◆ **SOURCE DATA**:
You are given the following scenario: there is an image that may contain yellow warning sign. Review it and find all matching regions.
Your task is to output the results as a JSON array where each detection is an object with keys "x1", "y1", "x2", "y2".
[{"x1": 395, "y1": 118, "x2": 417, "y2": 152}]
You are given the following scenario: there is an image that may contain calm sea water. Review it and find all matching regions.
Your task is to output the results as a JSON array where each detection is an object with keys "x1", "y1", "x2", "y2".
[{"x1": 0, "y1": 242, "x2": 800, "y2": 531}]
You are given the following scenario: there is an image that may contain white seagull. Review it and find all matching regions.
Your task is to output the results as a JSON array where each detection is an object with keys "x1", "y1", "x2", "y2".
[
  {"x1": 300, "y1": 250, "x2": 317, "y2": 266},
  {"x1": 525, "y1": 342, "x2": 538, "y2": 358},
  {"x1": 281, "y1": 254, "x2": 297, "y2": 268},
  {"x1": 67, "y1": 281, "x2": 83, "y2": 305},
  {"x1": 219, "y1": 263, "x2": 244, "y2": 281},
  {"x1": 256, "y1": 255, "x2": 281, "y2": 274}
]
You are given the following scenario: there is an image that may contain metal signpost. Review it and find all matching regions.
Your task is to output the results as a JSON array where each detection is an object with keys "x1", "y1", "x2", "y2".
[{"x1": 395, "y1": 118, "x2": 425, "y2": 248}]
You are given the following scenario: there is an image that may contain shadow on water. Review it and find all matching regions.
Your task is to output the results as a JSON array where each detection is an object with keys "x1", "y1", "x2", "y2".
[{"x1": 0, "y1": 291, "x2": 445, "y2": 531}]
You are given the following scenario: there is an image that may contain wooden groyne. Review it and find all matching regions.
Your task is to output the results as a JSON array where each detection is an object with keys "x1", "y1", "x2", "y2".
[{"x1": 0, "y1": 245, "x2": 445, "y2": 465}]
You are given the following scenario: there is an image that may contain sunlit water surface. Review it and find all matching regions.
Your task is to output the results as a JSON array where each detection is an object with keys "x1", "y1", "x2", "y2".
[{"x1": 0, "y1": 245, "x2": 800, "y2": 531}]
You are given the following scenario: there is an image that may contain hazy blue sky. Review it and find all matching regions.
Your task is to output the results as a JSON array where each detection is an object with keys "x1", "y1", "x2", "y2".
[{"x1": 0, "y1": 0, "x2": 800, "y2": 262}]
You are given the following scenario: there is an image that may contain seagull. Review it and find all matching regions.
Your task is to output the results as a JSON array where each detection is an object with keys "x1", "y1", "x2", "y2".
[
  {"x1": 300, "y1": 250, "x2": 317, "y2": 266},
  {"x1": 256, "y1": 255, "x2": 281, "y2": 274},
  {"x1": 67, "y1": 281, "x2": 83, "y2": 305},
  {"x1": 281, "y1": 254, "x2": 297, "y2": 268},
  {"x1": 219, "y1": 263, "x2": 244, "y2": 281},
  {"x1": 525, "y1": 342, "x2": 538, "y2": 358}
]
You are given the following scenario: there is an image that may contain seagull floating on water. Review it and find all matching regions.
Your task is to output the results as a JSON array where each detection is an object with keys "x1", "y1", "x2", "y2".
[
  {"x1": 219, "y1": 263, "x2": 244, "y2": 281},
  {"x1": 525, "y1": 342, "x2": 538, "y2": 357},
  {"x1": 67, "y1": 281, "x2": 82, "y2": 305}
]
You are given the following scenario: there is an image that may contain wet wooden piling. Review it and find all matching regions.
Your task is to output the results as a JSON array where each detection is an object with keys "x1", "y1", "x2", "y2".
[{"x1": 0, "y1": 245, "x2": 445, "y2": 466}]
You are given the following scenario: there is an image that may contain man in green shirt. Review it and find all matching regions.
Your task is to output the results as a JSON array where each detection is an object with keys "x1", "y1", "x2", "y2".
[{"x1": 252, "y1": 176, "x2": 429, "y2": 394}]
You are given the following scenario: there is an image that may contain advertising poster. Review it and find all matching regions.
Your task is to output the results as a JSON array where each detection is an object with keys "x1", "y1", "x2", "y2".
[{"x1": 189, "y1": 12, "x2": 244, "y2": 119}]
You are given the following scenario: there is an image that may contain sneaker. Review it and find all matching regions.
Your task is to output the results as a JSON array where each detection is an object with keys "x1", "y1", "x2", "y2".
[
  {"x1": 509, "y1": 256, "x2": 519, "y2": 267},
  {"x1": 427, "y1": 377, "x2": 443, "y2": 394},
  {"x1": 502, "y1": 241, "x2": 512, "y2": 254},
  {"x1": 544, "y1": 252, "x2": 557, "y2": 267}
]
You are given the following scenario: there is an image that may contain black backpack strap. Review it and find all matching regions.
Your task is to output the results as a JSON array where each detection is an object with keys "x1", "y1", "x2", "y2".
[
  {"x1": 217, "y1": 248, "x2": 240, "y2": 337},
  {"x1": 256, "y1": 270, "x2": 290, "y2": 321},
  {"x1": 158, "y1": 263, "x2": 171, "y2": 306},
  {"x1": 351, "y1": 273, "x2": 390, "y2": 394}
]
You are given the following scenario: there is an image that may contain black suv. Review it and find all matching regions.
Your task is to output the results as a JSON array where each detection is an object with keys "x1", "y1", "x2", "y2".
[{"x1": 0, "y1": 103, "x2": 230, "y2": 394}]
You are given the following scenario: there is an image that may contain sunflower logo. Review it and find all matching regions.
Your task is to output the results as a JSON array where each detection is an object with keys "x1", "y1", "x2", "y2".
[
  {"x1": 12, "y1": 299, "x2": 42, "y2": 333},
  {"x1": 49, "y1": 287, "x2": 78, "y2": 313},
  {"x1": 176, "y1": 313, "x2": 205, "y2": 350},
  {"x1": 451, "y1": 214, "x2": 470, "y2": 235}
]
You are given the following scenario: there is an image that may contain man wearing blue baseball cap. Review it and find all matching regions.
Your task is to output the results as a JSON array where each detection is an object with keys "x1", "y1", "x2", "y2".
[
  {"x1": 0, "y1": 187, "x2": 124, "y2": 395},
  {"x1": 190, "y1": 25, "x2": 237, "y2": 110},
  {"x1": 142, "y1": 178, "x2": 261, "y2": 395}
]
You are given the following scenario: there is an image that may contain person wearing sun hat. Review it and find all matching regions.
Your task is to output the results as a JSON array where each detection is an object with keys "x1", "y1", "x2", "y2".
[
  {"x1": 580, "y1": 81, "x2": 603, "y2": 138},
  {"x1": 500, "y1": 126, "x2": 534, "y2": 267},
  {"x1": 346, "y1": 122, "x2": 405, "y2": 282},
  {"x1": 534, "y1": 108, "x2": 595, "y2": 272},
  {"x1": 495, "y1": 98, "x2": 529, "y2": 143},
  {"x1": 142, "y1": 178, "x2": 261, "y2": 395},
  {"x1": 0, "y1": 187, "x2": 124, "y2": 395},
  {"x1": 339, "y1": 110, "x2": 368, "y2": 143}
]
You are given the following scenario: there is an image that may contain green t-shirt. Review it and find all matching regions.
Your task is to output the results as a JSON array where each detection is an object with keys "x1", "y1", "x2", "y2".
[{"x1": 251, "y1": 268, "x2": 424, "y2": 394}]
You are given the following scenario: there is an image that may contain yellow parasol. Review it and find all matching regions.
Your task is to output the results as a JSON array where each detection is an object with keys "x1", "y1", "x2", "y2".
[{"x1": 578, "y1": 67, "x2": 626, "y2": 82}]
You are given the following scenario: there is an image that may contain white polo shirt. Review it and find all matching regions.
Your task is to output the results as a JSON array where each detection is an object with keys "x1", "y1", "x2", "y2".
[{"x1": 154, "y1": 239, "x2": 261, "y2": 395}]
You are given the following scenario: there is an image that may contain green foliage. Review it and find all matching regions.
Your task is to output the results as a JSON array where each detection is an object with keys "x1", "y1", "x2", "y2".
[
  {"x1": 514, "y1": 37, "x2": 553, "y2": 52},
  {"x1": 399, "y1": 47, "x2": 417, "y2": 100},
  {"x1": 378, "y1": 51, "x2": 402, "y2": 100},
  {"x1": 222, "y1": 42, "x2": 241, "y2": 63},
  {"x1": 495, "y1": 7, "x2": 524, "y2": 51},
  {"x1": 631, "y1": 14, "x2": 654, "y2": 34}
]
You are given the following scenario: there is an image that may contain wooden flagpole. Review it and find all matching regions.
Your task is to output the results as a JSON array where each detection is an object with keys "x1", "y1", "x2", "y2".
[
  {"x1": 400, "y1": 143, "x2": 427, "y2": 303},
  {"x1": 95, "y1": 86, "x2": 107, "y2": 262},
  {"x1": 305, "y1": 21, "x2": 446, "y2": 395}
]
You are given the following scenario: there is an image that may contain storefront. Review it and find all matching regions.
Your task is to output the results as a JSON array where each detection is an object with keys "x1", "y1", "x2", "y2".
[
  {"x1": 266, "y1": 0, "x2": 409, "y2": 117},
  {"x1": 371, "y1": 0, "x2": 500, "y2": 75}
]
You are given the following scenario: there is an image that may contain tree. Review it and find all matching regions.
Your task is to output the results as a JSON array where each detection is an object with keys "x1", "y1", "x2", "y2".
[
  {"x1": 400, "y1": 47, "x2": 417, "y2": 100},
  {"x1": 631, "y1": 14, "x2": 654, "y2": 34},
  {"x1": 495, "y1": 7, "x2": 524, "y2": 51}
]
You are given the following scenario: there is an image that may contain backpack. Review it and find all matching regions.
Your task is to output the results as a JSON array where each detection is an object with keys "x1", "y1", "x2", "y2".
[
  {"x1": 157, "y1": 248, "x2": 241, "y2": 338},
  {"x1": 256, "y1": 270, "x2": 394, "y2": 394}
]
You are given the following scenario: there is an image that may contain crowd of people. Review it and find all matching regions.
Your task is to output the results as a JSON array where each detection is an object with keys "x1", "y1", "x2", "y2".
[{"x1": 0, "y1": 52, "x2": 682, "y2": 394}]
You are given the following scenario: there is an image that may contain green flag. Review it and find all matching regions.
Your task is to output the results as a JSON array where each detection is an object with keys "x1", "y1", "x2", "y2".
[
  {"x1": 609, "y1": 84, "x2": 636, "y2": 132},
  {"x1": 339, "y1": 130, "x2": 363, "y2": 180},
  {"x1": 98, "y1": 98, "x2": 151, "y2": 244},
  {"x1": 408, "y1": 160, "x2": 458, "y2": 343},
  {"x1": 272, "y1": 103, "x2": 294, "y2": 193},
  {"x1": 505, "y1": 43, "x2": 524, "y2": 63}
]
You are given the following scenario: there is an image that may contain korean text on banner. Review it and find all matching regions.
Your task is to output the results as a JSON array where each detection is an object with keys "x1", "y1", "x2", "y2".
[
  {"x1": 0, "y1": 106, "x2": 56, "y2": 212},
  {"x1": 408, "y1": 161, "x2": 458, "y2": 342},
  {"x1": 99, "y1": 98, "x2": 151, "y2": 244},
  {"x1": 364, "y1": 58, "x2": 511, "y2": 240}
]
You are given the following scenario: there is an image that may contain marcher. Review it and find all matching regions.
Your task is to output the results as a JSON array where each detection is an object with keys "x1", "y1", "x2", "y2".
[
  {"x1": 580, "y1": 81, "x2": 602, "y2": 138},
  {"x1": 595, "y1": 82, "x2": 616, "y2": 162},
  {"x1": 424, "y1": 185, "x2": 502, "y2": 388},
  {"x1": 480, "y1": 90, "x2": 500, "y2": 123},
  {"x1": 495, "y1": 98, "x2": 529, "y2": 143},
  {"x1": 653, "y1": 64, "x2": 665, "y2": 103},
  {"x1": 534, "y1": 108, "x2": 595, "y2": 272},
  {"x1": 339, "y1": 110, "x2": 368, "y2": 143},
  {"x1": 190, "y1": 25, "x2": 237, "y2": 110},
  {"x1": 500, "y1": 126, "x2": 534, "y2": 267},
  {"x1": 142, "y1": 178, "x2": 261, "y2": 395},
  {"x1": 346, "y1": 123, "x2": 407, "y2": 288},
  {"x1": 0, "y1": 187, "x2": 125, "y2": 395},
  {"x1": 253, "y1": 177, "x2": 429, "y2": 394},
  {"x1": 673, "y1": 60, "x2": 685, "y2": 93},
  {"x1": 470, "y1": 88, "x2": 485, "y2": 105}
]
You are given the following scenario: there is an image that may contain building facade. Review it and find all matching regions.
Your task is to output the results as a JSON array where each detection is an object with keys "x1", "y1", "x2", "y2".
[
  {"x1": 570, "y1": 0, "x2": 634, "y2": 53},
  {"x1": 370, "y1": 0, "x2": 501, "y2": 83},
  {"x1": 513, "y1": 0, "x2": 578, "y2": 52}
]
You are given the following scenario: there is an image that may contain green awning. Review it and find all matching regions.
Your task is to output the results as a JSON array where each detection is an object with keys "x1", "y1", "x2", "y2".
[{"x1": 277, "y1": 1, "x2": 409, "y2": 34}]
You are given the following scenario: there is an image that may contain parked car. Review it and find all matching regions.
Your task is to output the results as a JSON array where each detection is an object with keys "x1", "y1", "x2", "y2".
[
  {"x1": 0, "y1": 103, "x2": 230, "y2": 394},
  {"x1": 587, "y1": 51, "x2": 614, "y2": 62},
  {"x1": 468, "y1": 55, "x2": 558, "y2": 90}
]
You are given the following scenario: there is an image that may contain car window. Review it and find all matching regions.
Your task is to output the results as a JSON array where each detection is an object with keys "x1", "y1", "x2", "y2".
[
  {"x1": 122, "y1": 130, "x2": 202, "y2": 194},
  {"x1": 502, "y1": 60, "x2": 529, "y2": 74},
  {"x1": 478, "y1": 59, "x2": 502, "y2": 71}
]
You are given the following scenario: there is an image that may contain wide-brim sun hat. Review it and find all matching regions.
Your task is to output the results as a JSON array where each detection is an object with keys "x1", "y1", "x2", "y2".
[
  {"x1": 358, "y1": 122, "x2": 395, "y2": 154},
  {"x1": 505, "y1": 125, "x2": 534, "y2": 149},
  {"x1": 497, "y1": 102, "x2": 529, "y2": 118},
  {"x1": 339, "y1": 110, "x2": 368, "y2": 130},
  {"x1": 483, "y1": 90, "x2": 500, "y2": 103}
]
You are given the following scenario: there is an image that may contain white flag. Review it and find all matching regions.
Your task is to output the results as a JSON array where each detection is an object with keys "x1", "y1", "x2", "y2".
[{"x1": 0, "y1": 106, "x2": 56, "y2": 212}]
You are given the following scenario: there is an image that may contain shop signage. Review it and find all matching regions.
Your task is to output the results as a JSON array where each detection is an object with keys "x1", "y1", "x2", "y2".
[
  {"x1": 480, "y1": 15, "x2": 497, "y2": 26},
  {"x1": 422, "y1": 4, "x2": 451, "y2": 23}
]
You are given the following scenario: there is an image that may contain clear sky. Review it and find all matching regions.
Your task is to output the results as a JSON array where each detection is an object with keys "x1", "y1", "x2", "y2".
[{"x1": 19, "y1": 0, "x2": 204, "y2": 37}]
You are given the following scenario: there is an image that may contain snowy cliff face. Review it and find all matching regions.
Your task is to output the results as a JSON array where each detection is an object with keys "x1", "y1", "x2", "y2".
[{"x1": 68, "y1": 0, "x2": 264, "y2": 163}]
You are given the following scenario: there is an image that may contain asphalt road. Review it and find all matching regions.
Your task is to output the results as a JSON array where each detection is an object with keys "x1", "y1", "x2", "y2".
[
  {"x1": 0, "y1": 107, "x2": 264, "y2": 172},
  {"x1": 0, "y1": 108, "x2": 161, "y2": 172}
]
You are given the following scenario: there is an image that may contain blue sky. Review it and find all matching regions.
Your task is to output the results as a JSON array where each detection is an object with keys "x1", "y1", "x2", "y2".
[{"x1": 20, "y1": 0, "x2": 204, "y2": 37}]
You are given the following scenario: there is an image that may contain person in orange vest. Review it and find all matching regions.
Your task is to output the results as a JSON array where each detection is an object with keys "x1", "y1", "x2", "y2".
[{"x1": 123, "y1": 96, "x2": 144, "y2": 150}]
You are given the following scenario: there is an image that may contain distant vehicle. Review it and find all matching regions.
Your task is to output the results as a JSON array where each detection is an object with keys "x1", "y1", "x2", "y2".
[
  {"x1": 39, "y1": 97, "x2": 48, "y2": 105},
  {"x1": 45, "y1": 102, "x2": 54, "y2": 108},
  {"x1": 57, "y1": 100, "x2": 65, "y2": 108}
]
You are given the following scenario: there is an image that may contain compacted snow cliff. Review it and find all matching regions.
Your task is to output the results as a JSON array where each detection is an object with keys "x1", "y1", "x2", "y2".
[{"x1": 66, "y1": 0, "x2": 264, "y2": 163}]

◆ **AIM OF THE EXERCISE**: Tally the lines of the rows above that contain the word "water". Give only the number.

◆ **COMPLETE OUTPUT**: 4